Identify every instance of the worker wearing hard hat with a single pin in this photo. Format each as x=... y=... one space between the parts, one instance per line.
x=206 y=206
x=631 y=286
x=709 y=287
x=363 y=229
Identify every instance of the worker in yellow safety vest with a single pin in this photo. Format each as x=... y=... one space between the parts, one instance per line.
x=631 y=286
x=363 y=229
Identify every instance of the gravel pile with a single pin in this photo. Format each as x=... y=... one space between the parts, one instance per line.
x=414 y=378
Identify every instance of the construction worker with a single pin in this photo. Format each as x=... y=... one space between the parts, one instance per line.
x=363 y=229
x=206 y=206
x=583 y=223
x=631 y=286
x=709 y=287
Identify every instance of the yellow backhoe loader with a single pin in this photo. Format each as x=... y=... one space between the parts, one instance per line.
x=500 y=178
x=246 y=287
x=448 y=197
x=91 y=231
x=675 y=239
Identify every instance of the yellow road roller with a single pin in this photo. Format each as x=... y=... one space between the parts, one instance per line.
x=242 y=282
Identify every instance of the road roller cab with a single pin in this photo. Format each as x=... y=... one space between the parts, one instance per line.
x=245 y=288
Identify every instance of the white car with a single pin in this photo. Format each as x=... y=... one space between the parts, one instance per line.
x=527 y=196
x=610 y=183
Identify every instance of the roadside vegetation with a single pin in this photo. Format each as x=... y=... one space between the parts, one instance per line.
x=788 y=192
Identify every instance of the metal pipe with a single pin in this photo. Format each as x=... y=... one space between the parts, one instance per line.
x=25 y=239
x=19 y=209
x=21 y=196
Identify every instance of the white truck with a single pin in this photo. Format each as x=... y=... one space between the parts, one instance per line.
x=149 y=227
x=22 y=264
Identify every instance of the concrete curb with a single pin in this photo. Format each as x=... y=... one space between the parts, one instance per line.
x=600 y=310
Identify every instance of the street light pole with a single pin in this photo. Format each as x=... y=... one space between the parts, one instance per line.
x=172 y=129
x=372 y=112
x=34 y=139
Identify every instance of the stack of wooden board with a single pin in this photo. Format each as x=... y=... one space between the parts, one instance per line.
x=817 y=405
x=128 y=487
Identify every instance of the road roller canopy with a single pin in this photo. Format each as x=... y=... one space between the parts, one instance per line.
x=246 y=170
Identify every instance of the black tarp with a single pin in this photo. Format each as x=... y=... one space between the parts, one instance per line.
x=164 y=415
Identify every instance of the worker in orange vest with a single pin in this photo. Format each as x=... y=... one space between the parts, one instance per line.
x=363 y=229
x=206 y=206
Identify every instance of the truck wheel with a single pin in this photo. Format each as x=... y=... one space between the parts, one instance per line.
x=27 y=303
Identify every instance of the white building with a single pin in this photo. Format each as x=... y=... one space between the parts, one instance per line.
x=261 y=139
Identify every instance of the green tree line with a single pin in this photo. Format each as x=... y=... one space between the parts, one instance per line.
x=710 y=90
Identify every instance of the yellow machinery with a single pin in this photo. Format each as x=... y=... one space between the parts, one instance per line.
---
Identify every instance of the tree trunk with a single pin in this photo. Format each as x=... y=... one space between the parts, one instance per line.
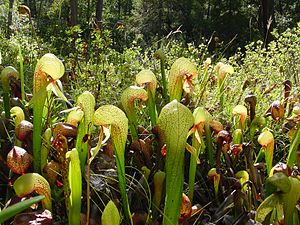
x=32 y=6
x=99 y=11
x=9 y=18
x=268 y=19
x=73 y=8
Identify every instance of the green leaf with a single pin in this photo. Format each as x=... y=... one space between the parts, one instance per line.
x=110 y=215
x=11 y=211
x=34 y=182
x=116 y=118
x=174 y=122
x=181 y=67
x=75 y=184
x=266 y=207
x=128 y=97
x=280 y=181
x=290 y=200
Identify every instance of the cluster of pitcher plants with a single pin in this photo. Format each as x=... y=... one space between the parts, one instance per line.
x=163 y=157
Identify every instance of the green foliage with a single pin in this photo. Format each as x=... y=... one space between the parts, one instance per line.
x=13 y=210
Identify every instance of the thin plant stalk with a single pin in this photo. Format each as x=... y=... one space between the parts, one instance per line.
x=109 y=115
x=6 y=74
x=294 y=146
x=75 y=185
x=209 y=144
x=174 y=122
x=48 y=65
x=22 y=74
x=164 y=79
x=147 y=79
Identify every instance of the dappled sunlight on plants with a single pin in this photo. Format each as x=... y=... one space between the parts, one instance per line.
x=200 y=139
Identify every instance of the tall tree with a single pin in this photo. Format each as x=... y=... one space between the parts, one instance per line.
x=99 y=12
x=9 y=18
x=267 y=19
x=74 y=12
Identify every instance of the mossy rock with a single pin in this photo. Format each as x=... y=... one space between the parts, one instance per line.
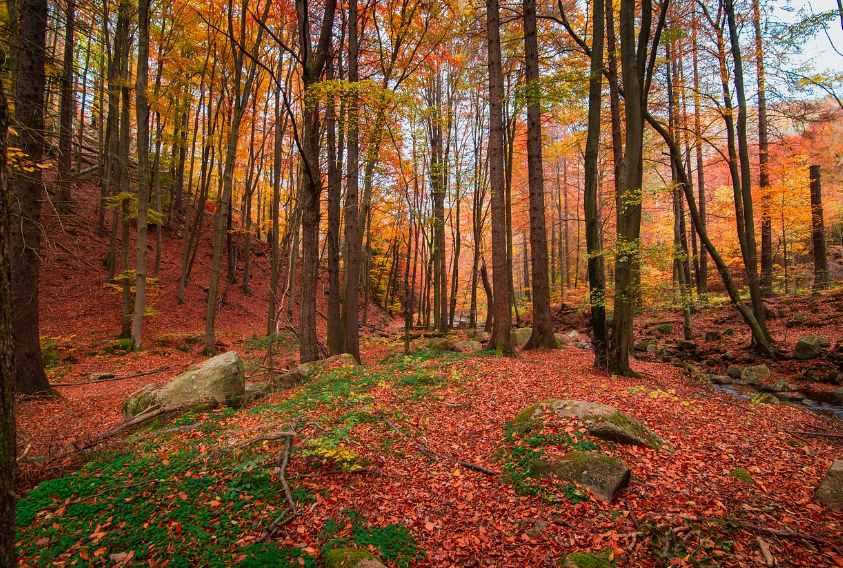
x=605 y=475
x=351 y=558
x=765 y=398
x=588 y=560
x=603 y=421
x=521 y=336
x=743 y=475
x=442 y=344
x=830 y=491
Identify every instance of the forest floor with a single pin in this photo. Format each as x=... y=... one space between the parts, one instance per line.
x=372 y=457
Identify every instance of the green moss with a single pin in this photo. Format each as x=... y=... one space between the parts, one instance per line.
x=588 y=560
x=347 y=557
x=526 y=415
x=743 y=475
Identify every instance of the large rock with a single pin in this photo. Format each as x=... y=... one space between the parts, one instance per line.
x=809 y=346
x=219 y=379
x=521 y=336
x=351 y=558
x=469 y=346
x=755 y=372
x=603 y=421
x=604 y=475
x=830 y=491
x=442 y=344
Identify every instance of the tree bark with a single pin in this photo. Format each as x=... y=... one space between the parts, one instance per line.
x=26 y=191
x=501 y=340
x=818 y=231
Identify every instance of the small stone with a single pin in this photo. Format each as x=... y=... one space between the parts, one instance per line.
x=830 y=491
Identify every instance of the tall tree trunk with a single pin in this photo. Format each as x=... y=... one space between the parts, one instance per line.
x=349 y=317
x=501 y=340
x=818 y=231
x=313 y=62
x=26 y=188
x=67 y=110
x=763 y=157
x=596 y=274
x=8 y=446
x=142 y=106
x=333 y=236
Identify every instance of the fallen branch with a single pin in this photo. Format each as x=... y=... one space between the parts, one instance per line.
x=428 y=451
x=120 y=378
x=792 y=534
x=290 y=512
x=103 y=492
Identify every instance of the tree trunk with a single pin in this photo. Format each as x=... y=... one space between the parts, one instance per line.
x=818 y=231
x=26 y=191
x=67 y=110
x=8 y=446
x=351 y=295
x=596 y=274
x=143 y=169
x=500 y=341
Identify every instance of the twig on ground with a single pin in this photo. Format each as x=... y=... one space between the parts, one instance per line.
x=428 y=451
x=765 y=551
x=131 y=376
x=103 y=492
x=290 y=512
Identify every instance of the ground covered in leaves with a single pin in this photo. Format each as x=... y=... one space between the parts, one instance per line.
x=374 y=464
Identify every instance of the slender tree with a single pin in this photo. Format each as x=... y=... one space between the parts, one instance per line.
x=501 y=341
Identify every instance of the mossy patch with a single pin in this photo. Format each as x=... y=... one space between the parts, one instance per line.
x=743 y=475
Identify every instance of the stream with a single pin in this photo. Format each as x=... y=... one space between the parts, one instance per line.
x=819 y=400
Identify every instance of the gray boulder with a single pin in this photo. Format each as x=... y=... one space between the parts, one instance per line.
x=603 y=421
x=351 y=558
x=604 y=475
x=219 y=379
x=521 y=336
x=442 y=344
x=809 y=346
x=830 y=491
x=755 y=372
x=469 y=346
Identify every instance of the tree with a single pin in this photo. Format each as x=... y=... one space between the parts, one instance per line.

__Short task__.
Could you put the lines above into a Markdown table with the columns Number and Line, beginning at the line that contains "Identify every instance of the white building" and stopping after the line that contains "Identify every instance of the yellow machinery"? Leave out any blank lines.

__Written reply__.
| Number | Line |
|---|---|
| 1 | Identify every instance of the white building with a single pin in this photo. Format each as x=... y=... one space between the parts, one instance per line. |
| 2 | x=261 y=139 |
| 3 | Identify every instance of the green tree line with a single pin in this photo. Format each as x=... y=... one space between the parts, one instance per line. |
| 4 | x=710 y=90 |
| 5 | Identify every instance of the yellow machinery with a single pin in this photo. Format each as x=... y=... one space between the parts, one instance per line. |